| TEXT |
--------------------
Apparently it’s that time of year again. The days grow shorter, the nights grow chillier, and we bemoan the death of blogging.
As someone who’s now well into my third decade of blogging, It’s funny reading the responses. People are talking about markets or about how it’s not the same since big money stopped subsidizing the blogging infrastructure.
When blogs started they were incredibly under the radar. We didn’t have big audiences — didn’t really expect them — and we weren’t trying to monetize or brand ourselves. We were telling stories. They were text, they were pictures, sometimes they were videos and audio. For my first few years of blogging I resisted even calling it that because the term was so associated with a kind of self-focused hot take.
According to one recent survey, WordPress is powering 34% of the public internet. That’s not bad for a dead medium. If anything is RIP, it’s a narrow definition of blogging. I’d argue that any creative content that is regularly posted and displayed in a timeline is a kind of blog. When I started blogging in 1997, I was hand coding everything. But now there’s a gazillion services that all look and feel different but have a distinct blogging DNA.
People use Facebook to blog. When people unroll a Twitter for Thread Reader App, it shows just how bloggy Twitter is. Reddit’s the comment section of a blog largely divorced from a blog. Instagram’s nothing more than a photoblog. Podcasts are largely organized as blogs. Mailchimp and Substack are blogs tied to email lists. And of course there’s Tumblr, WordPress, Medium, and other more classic text-based blogs. Nowadays the concept is so diverse and diffuse that it’s become invisible. The important thing is that people have a voice that they can share.
--------------------
Return, word for word, the part of the blogging text from "As someone who’s" to "the blogging infrastructure.".

| GIVEN INFORMATION |
--------------------
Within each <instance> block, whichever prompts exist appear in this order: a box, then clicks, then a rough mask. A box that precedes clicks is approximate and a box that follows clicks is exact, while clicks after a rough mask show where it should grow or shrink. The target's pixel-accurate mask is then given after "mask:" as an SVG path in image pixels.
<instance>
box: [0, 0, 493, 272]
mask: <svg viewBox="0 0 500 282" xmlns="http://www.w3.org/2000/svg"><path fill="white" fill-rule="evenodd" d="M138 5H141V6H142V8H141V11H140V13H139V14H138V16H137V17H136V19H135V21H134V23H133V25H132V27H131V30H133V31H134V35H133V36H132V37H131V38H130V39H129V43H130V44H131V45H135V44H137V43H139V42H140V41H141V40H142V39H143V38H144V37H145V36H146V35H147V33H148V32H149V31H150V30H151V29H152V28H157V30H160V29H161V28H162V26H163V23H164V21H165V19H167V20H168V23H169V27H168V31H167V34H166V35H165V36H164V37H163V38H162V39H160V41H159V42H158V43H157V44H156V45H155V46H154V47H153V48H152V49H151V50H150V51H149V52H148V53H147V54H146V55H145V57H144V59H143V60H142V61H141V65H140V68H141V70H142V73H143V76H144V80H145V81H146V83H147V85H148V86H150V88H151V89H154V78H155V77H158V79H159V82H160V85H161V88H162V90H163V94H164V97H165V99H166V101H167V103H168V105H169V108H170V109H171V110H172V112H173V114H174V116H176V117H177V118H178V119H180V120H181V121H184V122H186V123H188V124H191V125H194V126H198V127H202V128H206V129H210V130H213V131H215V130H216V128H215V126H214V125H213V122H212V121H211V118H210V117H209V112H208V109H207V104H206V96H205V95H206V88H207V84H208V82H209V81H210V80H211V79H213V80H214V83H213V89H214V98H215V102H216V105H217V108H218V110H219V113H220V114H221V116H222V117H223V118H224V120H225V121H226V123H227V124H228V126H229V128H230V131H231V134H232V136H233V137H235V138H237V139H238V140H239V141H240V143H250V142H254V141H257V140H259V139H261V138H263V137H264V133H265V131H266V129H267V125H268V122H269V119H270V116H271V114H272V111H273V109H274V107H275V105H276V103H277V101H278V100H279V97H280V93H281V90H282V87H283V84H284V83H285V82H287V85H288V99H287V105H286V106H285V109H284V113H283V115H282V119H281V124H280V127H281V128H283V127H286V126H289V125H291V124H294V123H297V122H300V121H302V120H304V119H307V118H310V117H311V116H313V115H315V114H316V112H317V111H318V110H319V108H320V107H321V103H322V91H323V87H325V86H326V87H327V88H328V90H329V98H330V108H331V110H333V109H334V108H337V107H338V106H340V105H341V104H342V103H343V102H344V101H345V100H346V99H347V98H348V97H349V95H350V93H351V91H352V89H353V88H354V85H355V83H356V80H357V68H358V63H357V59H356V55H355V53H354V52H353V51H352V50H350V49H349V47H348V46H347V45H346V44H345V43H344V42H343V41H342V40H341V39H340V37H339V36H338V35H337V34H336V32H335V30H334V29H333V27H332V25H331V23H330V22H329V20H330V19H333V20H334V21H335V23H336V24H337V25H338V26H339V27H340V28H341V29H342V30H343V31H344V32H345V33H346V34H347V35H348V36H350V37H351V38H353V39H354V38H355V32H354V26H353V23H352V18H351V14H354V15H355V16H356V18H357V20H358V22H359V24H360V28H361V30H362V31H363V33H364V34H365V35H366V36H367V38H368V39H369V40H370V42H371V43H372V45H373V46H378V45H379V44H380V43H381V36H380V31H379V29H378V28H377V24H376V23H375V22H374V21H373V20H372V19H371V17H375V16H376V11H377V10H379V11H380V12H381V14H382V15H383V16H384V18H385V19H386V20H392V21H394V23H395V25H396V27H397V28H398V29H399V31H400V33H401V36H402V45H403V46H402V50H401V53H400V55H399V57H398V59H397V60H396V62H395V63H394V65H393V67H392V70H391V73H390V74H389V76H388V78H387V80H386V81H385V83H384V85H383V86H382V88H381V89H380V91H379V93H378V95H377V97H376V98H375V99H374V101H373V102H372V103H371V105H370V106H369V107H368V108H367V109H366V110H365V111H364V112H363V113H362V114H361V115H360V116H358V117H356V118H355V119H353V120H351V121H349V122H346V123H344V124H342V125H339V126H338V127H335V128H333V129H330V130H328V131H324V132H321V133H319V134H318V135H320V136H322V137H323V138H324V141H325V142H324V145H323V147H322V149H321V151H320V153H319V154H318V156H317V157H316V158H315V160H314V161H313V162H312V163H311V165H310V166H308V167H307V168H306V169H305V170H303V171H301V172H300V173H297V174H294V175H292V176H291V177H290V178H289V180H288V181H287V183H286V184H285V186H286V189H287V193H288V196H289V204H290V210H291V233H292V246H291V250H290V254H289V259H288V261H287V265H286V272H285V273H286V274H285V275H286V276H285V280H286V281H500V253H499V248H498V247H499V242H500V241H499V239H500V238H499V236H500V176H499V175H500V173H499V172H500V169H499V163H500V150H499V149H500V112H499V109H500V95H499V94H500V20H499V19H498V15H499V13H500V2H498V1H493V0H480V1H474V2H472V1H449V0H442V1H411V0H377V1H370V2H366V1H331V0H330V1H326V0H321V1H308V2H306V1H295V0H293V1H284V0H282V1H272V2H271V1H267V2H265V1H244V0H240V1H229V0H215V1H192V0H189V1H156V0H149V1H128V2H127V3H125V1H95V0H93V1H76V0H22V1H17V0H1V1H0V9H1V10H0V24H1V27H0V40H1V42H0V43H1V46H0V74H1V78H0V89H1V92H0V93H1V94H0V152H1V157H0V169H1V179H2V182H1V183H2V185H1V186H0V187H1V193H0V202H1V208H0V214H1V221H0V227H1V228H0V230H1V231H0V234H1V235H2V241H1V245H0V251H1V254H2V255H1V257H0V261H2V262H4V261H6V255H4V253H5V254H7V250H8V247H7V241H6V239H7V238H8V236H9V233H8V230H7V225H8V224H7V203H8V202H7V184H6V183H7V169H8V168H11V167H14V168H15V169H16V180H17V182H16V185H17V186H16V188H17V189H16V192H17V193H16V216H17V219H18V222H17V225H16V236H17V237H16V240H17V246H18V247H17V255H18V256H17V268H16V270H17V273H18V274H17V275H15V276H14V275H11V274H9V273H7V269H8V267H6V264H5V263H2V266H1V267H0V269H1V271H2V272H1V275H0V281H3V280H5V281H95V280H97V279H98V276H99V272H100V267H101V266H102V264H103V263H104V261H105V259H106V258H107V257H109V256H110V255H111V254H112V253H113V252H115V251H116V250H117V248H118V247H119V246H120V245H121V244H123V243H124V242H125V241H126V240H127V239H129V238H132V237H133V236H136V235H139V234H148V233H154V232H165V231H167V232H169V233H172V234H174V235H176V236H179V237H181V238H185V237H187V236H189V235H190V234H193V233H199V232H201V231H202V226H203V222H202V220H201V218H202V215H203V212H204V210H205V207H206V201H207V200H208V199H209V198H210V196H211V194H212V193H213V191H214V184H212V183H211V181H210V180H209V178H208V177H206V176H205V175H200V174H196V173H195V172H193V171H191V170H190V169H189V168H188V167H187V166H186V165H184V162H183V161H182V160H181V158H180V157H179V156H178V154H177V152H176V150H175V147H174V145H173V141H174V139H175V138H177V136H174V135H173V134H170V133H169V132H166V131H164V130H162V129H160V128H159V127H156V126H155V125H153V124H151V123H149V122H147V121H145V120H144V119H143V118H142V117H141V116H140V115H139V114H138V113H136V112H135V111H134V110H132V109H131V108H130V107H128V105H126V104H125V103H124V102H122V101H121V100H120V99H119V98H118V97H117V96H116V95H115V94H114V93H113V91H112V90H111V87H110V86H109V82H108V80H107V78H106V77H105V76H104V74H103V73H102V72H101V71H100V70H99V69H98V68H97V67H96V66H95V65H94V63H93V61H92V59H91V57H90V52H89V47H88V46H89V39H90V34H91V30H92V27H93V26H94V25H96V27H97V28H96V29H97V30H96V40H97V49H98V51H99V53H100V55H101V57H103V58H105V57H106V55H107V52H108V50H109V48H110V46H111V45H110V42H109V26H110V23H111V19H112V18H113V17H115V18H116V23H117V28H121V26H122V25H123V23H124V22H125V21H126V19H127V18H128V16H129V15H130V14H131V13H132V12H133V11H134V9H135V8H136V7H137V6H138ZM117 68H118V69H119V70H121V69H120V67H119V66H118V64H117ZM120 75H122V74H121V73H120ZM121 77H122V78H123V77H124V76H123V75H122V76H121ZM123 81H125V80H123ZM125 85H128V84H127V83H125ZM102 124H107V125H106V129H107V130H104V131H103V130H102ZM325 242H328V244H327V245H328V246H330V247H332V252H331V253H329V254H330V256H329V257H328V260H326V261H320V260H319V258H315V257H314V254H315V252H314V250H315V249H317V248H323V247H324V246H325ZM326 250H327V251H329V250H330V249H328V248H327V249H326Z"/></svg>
--------------------
| SOLUTION TO THE PROBLEM |
As someone who’s now well into my third decade of blogging, It’s funny reading the responses. People are talking about markets or about how it’s not the same since big money stopped subsidizing the blogging infrastructure.